[Data excerpts]
- Opening Delimiter -
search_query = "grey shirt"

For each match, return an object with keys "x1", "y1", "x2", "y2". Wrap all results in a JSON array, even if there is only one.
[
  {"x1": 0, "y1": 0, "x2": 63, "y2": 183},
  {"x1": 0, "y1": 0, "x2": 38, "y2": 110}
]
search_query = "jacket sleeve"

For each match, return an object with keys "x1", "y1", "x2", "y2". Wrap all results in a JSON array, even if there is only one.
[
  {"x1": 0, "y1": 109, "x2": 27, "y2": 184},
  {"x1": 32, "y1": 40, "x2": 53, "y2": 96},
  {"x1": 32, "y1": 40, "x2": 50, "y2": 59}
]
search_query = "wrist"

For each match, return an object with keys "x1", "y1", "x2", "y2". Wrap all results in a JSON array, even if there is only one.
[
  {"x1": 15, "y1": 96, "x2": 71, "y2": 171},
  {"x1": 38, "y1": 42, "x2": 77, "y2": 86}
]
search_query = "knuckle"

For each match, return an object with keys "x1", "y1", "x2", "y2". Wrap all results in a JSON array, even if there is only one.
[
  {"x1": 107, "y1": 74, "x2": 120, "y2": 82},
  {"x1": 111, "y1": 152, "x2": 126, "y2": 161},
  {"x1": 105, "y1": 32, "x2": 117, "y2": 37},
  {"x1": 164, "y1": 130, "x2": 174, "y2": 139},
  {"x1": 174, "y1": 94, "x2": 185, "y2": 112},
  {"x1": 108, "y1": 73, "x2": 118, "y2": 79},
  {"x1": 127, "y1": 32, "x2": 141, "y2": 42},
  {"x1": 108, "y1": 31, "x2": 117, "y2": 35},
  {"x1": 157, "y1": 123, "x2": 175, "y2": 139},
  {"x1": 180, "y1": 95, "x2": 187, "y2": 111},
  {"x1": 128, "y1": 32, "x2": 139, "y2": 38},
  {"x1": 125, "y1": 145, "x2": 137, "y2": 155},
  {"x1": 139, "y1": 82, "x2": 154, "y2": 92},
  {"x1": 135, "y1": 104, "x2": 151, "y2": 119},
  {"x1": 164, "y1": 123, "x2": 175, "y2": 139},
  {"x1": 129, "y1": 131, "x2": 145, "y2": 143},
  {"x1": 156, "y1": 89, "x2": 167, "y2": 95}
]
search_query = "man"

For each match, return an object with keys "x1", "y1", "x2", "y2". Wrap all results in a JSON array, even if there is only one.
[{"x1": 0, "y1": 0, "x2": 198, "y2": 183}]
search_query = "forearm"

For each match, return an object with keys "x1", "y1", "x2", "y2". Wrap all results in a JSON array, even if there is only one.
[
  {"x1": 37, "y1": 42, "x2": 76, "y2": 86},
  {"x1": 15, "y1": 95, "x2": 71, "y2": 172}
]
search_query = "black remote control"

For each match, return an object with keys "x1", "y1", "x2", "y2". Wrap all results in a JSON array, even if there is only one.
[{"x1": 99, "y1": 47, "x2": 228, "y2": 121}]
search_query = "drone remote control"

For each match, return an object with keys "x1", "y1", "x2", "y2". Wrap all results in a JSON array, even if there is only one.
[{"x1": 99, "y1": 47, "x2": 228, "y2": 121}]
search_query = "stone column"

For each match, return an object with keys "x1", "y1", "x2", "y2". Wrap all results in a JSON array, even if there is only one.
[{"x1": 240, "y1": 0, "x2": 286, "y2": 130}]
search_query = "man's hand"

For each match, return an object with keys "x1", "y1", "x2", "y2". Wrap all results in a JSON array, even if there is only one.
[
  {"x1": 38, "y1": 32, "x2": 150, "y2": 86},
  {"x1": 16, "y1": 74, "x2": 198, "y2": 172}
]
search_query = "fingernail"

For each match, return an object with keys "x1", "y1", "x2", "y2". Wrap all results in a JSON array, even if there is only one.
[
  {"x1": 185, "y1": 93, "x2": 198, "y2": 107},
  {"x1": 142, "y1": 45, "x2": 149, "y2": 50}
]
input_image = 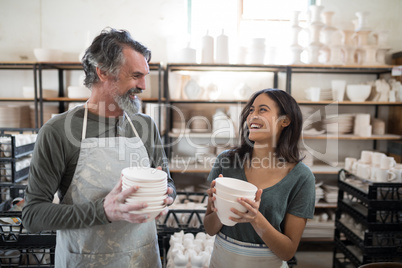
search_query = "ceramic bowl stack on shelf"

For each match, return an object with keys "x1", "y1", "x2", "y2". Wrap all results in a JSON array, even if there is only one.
[
  {"x1": 323, "y1": 114, "x2": 354, "y2": 134},
  {"x1": 213, "y1": 177, "x2": 257, "y2": 226},
  {"x1": 121, "y1": 167, "x2": 168, "y2": 221}
]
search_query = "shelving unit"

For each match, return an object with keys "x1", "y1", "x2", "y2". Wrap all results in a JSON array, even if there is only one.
[
  {"x1": 164, "y1": 63, "x2": 401, "y2": 244},
  {"x1": 332, "y1": 169, "x2": 402, "y2": 267},
  {"x1": 35, "y1": 62, "x2": 165, "y2": 129}
]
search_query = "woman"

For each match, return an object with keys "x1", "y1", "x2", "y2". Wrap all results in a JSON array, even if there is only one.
[{"x1": 204, "y1": 88, "x2": 315, "y2": 267}]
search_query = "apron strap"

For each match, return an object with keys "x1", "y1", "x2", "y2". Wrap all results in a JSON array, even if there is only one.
[
  {"x1": 124, "y1": 111, "x2": 140, "y2": 137},
  {"x1": 82, "y1": 104, "x2": 140, "y2": 140}
]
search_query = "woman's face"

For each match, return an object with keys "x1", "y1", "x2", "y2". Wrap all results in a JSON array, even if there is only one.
[{"x1": 246, "y1": 93, "x2": 288, "y2": 146}]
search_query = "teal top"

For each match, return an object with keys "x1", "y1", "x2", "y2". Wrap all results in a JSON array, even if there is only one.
[{"x1": 207, "y1": 151, "x2": 315, "y2": 244}]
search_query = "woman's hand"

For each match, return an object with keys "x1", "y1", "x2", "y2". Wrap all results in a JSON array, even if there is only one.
[
  {"x1": 229, "y1": 189, "x2": 263, "y2": 224},
  {"x1": 206, "y1": 180, "x2": 217, "y2": 214},
  {"x1": 206, "y1": 174, "x2": 223, "y2": 215}
]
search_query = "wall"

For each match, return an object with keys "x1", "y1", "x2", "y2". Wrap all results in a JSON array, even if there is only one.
[{"x1": 1, "y1": 0, "x2": 401, "y2": 63}]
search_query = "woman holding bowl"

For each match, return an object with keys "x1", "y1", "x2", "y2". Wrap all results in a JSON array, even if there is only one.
[{"x1": 204, "y1": 88, "x2": 315, "y2": 267}]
- Closing Delimiter -
**Work item:**
Say, as a number only, how many lines of the data contain "bowl".

**Result of the exercise:**
2